(2022/10/12追記)
この記事をリメイクしました。そちらでは手牌の画像と待ちの画像も載せています。また、ここで求めたリストよりも多くなっています(洗い出すパターンの定義を変えたため)。
https://zenn.dev/firedial/articles/dce2ad243b3516
(2022/10/15追記)
理論もリメイクしました。用語も一部修正しています(標準形から基本形に変更など)。
https://zenn.dev/firedial/articles/2480e844bf5a44
そのため、当記事は deprecate 的な扱いとします。用語など食い違う場合は上記の記事が正とします。
はじめに
このサイトに 7 枚待ちのパターンが全て載っている。 10 枚と 13 枚はどうなるのか求めたくなるのが人間の心理である。
今回は haskell でプログラムを書いた。
https://github.com/firedial/mahjong_wait
※七対子形は考えないことにする
用語の定義
勝手に定義した用語がある。また英訳は適当である(コード書く際につけた名前)。

------------------------

**記述課題 1**.
麻雀の待ちパターンについての文章に出てくるURLを、すべて書き出してください。
**記述課題 2**.
麻雀の待ちパターンについての文章のうち、「(2022/10/12追記)」から「今回は haskell でプログラムを書いた。」までを一字も変えずに書き写してください。
**記述課題 3**.
麻雀の待ちパターンについての文章を、最後の文の次から書き継いでください。

**提供資料**.
------------------------

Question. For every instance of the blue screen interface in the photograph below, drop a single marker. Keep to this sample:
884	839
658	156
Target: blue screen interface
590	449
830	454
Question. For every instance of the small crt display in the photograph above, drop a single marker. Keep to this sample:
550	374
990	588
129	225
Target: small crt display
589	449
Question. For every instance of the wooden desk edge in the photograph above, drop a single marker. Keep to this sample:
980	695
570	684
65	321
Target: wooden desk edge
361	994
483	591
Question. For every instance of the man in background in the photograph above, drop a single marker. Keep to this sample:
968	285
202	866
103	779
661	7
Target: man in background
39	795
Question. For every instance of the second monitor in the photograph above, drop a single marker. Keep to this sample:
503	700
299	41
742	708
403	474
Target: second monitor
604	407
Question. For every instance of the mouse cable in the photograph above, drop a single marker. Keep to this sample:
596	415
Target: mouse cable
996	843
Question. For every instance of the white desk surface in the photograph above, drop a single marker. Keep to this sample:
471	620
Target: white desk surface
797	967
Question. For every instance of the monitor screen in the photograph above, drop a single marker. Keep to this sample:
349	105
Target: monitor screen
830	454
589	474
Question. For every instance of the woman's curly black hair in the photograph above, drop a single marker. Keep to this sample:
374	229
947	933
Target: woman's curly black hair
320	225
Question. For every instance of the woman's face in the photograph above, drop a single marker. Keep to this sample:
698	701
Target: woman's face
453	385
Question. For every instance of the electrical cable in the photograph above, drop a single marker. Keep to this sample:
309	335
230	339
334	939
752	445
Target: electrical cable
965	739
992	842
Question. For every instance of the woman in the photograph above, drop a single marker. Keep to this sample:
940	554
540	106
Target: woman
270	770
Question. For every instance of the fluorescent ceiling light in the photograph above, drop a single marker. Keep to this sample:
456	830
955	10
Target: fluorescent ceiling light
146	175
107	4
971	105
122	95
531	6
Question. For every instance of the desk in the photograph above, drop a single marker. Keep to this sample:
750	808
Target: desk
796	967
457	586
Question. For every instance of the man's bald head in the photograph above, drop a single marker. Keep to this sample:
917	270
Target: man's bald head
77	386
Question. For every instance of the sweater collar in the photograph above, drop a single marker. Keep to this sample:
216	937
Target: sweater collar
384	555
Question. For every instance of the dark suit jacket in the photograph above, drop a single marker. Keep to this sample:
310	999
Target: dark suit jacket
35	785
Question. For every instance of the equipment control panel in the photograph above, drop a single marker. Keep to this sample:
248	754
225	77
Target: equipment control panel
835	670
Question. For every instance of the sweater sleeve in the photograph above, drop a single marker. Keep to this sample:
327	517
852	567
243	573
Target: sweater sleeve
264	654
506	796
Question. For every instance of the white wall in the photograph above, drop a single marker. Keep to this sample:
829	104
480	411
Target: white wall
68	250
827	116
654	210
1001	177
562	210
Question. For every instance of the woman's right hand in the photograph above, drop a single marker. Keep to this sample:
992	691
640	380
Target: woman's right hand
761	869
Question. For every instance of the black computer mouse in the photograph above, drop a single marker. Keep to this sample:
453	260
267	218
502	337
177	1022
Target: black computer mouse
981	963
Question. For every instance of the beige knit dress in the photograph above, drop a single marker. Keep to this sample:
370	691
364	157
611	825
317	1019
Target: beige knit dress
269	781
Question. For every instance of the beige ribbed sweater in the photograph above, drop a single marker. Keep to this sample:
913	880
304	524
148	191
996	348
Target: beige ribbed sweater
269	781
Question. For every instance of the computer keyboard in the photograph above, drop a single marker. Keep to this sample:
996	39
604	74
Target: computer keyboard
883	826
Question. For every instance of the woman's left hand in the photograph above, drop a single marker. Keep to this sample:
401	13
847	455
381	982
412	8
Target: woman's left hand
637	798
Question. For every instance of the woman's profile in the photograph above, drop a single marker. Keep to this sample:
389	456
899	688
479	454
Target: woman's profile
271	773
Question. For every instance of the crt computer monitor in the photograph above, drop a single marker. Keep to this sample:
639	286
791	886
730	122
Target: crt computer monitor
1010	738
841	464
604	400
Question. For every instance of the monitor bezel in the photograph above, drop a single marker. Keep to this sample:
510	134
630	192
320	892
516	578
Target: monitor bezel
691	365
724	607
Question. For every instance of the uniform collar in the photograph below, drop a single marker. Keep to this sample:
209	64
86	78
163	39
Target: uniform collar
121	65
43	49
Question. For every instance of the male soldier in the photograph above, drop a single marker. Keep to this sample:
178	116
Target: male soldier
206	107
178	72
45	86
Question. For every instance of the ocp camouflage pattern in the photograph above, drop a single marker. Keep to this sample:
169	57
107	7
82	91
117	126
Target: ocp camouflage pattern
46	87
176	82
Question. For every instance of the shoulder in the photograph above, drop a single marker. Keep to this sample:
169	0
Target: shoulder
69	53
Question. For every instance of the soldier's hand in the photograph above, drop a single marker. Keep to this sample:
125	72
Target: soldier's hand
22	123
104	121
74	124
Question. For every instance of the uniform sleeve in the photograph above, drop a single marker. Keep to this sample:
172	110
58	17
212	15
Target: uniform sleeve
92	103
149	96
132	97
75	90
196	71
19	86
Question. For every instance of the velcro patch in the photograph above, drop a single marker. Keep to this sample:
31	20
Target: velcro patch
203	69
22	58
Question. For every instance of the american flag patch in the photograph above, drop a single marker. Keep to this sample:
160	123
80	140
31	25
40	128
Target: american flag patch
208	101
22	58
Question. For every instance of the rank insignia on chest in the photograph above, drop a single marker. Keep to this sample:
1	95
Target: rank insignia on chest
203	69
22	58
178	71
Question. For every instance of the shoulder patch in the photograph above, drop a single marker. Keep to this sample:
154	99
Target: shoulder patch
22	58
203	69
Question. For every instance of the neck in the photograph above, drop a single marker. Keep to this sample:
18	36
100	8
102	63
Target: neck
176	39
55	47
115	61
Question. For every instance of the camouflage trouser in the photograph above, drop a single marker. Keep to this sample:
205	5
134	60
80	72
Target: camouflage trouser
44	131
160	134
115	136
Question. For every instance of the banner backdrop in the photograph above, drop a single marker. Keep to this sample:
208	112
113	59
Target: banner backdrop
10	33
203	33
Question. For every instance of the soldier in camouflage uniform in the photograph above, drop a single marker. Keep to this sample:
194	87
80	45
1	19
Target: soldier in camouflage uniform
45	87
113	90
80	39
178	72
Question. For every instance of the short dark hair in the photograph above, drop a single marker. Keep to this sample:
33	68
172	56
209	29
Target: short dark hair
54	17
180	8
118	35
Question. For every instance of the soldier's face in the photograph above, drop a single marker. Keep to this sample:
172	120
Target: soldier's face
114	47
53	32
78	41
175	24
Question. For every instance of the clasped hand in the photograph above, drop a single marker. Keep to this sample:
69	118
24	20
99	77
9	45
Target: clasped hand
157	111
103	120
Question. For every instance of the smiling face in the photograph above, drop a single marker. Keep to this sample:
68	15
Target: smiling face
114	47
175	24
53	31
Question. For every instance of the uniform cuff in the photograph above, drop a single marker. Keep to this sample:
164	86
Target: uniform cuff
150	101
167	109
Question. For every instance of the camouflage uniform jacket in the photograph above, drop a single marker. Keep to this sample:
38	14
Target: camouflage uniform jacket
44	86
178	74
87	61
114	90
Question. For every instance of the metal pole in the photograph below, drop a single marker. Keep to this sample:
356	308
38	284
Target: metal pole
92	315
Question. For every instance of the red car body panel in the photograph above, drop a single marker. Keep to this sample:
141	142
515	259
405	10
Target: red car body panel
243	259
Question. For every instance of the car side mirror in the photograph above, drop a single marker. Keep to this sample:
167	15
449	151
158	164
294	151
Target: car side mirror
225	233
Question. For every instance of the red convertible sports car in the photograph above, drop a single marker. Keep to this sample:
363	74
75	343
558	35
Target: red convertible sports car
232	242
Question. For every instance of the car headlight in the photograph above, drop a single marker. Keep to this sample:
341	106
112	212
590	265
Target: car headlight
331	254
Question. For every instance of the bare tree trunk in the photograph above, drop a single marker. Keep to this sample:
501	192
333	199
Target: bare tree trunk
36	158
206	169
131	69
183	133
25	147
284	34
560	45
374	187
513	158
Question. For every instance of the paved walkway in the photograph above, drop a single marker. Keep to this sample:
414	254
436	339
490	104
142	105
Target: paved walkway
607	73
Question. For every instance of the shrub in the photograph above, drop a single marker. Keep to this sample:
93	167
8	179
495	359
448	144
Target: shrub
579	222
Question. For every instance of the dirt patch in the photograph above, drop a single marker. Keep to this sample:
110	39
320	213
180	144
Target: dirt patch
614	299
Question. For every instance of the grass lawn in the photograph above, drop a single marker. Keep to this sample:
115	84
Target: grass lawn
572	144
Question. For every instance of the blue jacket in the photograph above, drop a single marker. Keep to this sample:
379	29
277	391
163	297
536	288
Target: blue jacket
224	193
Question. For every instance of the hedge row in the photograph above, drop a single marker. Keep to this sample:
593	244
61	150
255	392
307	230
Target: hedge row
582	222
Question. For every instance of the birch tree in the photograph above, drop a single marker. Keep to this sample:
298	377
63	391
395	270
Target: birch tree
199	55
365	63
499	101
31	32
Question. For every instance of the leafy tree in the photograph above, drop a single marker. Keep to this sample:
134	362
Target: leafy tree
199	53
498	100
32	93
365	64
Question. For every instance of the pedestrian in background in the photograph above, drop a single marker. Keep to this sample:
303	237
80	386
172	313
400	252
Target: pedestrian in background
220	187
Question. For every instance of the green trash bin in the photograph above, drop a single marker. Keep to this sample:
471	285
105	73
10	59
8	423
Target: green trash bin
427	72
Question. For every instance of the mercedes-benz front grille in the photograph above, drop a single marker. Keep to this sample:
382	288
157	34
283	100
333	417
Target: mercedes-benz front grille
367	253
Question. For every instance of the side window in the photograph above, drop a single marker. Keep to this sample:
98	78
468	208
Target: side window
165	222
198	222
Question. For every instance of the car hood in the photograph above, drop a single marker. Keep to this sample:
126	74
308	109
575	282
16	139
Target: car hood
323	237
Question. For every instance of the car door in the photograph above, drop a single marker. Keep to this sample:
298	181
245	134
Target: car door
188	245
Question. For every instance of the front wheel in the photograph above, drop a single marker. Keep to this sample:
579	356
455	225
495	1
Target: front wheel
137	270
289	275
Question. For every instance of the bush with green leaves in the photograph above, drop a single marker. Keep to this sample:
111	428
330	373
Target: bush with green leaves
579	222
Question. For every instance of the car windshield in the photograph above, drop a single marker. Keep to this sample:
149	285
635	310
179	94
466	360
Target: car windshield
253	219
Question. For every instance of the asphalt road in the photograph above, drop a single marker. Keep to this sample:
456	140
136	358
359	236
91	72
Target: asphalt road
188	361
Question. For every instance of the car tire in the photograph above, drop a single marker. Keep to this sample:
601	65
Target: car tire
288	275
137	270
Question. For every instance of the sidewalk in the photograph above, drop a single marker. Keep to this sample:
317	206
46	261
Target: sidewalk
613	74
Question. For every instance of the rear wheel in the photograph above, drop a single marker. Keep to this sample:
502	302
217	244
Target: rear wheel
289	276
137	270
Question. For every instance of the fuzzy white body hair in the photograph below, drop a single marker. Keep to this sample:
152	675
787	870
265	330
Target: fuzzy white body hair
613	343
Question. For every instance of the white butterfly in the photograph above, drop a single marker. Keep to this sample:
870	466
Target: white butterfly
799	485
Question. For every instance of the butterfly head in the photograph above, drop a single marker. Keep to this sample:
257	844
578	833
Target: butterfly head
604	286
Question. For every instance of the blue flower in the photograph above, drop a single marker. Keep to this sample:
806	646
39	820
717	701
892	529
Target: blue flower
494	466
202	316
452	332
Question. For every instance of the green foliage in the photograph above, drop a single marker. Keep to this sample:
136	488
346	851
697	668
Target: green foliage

------------------------

**課題の解答 1**.
https://zenn.dev/firedial/articles/dce2ad243b3516
https://zenn.dev/firedial/articles/2480e844bf5a44
https://github.com/firedial/mahjong_wait

**課題の解答 2**.
(2022/10/12追記)
この記事をリメイクしました。そちらでは手牌の画像と待ちの画像も載せています。また、ここで求めたリストよりも多くなっています(洗い出すパターンの定義を変えたため)。
https://zenn.dev/firedial/articles/dce2ad243b3516
(2022/10/15追記)
理論もリメイクしました。用語も一部修正しています(標準形から基本形に変更など)。
https://zenn.dev/firedial/articles/2480e844bf5a44
そのため、当記事は deprecate 的な扱いとします。用語など食い違う場合は上記の記事が正とします。
はじめに
このサイトに 7 枚待ちのパターンが全て載っている。 10 枚と 13 枚はどうなるのか求めたくなるのが人間の心理である。
今回は haskell でプログラムを書いた。

**課題の解答 3**.
- 手牌(hai): 考える対象の牌の形
- 順子(shuntsu): 三つ組 (1, 2, 3), (2, 3, 4), ..., (7, 8, 9)
- 刻子(kotsu): 三つ組 (1, 1, 1), (2, 2, 2), ..., (9, 9, 9)
- 面子(mentsu): 順子 or 刻子
- 雀頭(atama): 二つ組 (1, 1), (2, 2), ..., (9, 9)
- 雀頭接続順子(atama connected shuntsu): 五つ組 (1, 1, 1, 2, 3), (2, 2, 2, 3, 4), ..., (6, 6, 6, 7, 8) と (7, 8, 9, 9, 9), (6, 7, 8, 8, 8), ..., (2, 3, 4, 4, 4)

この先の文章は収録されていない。